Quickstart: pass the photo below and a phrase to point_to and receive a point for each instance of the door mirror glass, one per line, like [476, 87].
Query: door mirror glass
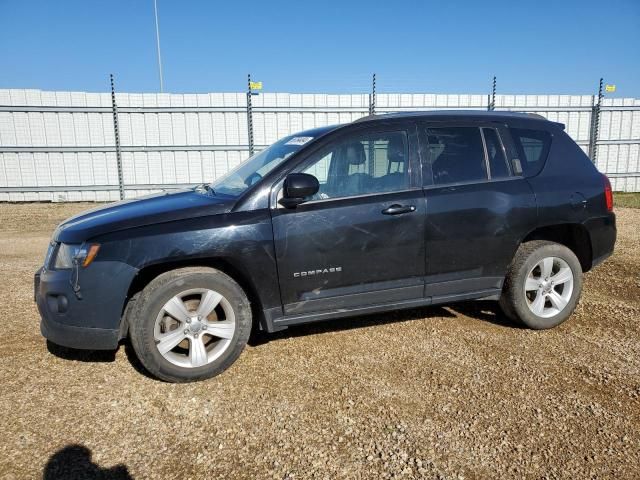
[297, 188]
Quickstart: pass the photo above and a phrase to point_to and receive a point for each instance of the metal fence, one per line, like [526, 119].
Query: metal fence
[61, 146]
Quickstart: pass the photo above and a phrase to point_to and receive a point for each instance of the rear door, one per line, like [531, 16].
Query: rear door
[360, 240]
[477, 209]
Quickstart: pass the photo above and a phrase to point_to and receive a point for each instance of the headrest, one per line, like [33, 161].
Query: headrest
[354, 153]
[395, 149]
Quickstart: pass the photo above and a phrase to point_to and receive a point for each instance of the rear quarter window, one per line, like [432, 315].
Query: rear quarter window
[532, 147]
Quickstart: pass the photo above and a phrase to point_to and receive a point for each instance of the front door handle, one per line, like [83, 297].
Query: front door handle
[396, 209]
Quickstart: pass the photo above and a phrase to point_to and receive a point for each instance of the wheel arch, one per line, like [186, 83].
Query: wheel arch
[146, 274]
[574, 236]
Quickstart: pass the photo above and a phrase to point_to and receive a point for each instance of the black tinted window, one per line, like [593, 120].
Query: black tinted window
[456, 154]
[532, 147]
[497, 161]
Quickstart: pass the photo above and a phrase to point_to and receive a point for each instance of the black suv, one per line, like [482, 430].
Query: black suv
[388, 212]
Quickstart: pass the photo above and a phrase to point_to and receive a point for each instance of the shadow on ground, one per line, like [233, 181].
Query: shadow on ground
[73, 462]
[93, 356]
[487, 311]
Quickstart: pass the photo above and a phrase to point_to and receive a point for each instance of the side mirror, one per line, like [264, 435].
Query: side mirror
[298, 186]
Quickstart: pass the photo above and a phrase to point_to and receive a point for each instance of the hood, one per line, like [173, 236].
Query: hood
[158, 208]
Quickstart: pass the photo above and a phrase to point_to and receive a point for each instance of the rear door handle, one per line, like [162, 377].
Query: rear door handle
[396, 209]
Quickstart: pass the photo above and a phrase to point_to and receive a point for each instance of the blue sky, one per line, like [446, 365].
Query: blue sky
[534, 46]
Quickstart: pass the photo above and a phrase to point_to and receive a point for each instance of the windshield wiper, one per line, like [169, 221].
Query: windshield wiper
[205, 187]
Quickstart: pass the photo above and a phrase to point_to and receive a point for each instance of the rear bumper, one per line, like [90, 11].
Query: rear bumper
[602, 232]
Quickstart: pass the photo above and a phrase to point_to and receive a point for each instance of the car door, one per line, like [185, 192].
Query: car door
[360, 239]
[478, 210]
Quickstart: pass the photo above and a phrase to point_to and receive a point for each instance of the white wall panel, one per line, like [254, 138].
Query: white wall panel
[69, 141]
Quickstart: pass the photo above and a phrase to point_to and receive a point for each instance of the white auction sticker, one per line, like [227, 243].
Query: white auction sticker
[299, 140]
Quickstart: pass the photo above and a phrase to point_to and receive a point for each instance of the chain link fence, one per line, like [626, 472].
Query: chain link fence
[61, 146]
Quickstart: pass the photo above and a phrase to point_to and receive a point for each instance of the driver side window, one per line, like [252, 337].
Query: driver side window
[362, 164]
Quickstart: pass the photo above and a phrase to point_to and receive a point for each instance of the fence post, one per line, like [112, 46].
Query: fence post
[372, 97]
[249, 116]
[116, 131]
[595, 125]
[492, 99]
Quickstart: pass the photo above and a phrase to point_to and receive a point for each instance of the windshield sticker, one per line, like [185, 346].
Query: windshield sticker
[298, 140]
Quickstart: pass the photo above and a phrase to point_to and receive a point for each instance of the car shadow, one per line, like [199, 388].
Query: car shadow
[92, 356]
[487, 311]
[74, 462]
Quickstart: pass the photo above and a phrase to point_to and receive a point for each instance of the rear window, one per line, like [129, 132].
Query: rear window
[532, 147]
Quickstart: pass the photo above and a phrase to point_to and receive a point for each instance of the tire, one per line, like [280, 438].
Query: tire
[199, 317]
[527, 295]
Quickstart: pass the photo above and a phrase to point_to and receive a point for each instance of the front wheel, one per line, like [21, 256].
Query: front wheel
[190, 324]
[543, 285]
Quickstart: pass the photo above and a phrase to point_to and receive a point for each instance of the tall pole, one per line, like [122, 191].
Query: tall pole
[155, 9]
[372, 96]
[492, 105]
[249, 116]
[595, 125]
[116, 132]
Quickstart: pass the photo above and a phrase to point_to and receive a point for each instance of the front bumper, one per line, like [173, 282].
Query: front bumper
[91, 322]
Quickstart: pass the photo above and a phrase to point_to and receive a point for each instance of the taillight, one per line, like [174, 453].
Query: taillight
[608, 193]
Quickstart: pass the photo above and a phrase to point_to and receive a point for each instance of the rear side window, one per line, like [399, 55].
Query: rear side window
[498, 167]
[532, 147]
[456, 155]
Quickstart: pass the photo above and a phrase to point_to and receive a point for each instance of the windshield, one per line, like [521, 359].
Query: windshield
[258, 165]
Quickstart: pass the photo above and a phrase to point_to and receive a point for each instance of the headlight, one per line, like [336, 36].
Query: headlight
[69, 253]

■ **Task**: Scan the lines above for "Query: front wheel" and for "like [122, 191].". Repeat exactly the line holding each of them and every line in between.

■ **Solution for this exercise**:
Query: front wheel
[190, 324]
[543, 285]
Quickstart: pass the photo above and a phrase to point_to and receive a point for each instance of the tall pole, one per line, like [122, 191].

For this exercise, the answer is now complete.